Department of Biotechnology
- Abbreviation: DBT
- Formation: 1986; 40 years ago
- Type: Government organisation
- Headquarters: New Delhi
- Region served: India
- Minister of Science and Technology: Jitendra Singh
- Secretary: Rajesh Sudhir Gokhale
- Affiliations: Ministry of Science and Technology (India)
- Website: dbtindia.gov.in

= Department of Biotechnology =

Department of Government of India for Biotechnology

The Department of Biotechnology (DBT) is an Indian government department, under the Ministry of Science and Technology responsible for administrating development and commercialisation in the field of modern biology and biotechnology in India. It was set up in 1986.

== Institutes ==
Source:

- Autonomous Institutions

- Biotechnology Research and Innovation Council (BRIC)
  - National Institute of Immunology (NII), Delhi
  - National Centre for Cell Science (NCCS), Pune
  - National Brain Research Centre (NBRC), Manesar
  - Centre for DNA Fingerprinting and Diagnostics (CDFD), Hyderabad
  - Center of Innovative and Applied Bioprocessing (CIAB), Mohali
  - National Institute of Plant Genome Research (NIPGR), Delhi
  - Institute of Life Sciences (ILS), Bhubaneswar
  - Institute of Bioresources and Sustainable Development (IBSD), Imphal
  - Rajiv Gandhi Centre for Biotechnology (RGCB), Thiruvananthapuram
  - Institute for Stem Cell Science and Regenerative Medicine (inStem), Bangalore
  - Translational Health Science and Technology Institute (THSTI), Faridabad
  - National Institute of Biomedical Genomics (NIBG), Kalyani
  - National Agri-Food Biotechnology Institute (NIBI), Mohali
  - National Institute of Animal Biotechnology (NIAB), Hyderabad
- Regional Centre for Biotechnology, Faridabad

International Organization

- International Centre for Genetic Engineering and Biotechnology (ICGEB), New Delhi
Public Sector Undertakings
- Bharat Immunologicals and Biologicals Corporation Limited, Bulandshahr
- Indian Vaccine Corporation Limited (IVCOL), Delhi
- Biotechnology Industry Research Assistance Council (BIRAC), New Delhi
Supported Institutes and laboratories

- Kalam Institute of Health Technology (KIHT), Visakhapatnam
- NIMHANS-IOB Laboratory, the Institute of Bioinformatics (IOB) and NIMHANS collaborative laboratory

== Leadership ==

| Name | Designation | Department |
|---|---|---|
| Dr. Jitendra Singh | Hon'ble Minister of State (Independent Charge) | Ministry of Science and Technology & Earth Sciences |
| Dr. Rajesh Sudhir Gokhale | Secretary | Department of Biotechnology |
| Abhinav Gupta | PS to Hon. Minister of Science & Technology | Minister’s Office |

== National Biotechnology Development Strategy ==
In December 2015, the Department of Biotechnology launched the National Biotechnology Development Strategy 2015–2020 programme. The stated aim of the programme is to intensify research in the fields of vaccines, humane genome, infectious and chronic diseases, crop science, animal agriculture and aquaculture, food and nutrition, environmental management and technologies for clean energy. The mission, through stakeholders in the biotechnology and technology domains is backed with significant investments to create new products, creating a strong infrastructure for research and development, commercialization, and empowering human resources scientifically and technologically.
****************
*Complete the following*.
a) Edit the Department of Biotechnology text: please reproduce everything from "The Department of Biotechnology (DBT)" down to "Innovation Council (BRIC)" with "administrating" changed to "administering".
b) According to the Department of Biotechnology text, in what month and year did the department launch the National Biotechnology Development Strategy 2015–2020 programme?
The records below are separate from the Department of Biotechnology text.

Point localization records:
****************
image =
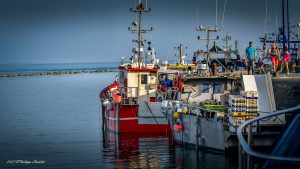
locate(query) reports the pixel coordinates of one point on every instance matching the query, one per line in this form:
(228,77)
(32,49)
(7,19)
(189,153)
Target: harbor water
(54,122)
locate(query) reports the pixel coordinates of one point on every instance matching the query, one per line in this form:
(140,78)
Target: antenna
(208,31)
(137,27)
(216,12)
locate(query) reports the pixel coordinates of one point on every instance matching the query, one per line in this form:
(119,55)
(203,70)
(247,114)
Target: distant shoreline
(58,73)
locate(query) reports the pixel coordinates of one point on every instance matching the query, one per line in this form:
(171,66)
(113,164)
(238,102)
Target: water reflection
(150,151)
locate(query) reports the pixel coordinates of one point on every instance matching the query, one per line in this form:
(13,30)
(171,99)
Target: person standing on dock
(250,57)
(274,54)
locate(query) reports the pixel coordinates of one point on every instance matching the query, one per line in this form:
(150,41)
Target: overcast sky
(66,31)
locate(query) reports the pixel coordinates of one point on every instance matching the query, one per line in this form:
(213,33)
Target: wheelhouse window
(144,79)
(205,88)
(216,88)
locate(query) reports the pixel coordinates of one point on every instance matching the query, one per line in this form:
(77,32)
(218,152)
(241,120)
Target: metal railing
(244,147)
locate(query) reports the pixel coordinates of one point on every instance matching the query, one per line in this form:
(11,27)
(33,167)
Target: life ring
(117,96)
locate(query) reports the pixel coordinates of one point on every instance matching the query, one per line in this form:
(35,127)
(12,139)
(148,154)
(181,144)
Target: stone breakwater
(56,73)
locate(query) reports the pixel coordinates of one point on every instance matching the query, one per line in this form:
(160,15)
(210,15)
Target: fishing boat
(129,104)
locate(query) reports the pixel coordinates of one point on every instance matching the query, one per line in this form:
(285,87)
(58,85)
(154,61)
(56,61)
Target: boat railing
(246,153)
(129,95)
(199,111)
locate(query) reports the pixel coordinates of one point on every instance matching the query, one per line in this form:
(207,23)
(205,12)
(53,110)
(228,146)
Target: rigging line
(216,12)
(224,10)
(266,16)
(197,14)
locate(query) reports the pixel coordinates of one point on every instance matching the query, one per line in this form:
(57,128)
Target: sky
(74,31)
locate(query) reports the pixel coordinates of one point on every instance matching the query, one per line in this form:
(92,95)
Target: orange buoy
(185,110)
(178,127)
(117,97)
(176,115)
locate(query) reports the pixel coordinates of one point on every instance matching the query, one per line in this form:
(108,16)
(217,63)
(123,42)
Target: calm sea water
(38,68)
(56,121)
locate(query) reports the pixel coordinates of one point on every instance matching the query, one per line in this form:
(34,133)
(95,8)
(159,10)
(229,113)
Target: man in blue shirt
(250,57)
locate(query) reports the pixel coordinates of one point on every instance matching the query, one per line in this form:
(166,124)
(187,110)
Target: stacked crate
(251,106)
(237,109)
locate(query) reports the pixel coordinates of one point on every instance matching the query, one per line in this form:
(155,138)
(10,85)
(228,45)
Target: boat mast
(180,49)
(140,9)
(208,38)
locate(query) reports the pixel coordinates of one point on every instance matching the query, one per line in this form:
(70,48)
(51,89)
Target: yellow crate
(238,114)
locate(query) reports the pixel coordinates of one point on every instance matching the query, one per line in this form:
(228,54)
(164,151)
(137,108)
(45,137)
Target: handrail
(246,147)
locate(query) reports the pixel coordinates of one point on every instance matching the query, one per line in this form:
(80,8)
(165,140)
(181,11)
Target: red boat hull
(128,122)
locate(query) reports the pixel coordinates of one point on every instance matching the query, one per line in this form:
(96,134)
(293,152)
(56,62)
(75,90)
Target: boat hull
(126,119)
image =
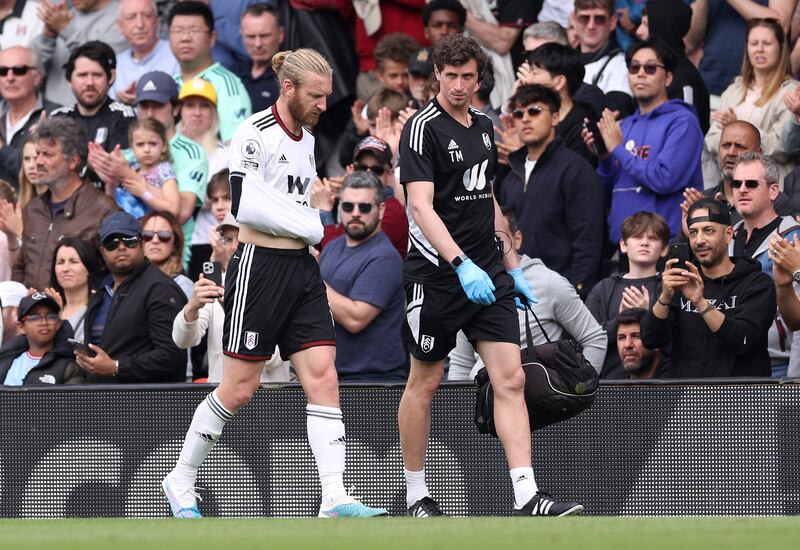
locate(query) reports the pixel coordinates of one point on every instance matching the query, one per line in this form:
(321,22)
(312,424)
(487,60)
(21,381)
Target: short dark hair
(192,7)
(397,47)
(642,222)
(607,5)
(260,8)
(531,93)
(631,316)
(560,60)
(449,5)
(99,52)
(87,252)
(456,50)
(662,53)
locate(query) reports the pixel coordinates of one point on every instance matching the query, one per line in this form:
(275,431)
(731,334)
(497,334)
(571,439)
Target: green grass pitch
(484,533)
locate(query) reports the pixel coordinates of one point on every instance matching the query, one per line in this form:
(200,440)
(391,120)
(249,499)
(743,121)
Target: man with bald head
(21,106)
(737,137)
(138,23)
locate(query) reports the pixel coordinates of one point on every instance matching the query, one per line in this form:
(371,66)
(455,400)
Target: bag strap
(529,351)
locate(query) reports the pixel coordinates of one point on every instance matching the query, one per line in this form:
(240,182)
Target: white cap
(11,292)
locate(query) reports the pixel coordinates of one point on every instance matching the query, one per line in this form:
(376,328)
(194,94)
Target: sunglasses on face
(112,244)
(598,19)
(18,70)
(36,318)
(649,68)
(363,207)
(163,236)
(532,112)
(378,170)
(750,184)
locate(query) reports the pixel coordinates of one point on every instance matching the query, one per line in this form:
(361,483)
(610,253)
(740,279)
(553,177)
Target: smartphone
(599,146)
(81,346)
(213,272)
(680,252)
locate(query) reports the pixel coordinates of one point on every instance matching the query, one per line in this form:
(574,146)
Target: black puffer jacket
(58,365)
(138,328)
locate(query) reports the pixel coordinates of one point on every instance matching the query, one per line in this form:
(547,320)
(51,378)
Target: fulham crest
(426,343)
(250,339)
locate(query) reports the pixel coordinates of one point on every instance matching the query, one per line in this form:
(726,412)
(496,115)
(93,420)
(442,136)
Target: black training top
(461,163)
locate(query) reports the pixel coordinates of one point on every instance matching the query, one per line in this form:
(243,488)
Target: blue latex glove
(476,283)
(521,287)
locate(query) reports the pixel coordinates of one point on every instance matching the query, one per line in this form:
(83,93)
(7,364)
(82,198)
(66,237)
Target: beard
(643,364)
(359,232)
(308,118)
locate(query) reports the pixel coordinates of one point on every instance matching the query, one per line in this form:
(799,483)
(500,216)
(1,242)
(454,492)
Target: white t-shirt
****************
*Exercise answers*.
a)
The Department of Biotechnology (DBT) is an Indian government department, under the Ministry of Science and Technology responsible for administering development and commercialisation in the field of modern biology and biotechnology in India. It was set up in 1986.

== Institutes ==
Source:

- Autonomous Institutions

- Biotechnology Research and Innovation Council (BRIC)

b) December 2015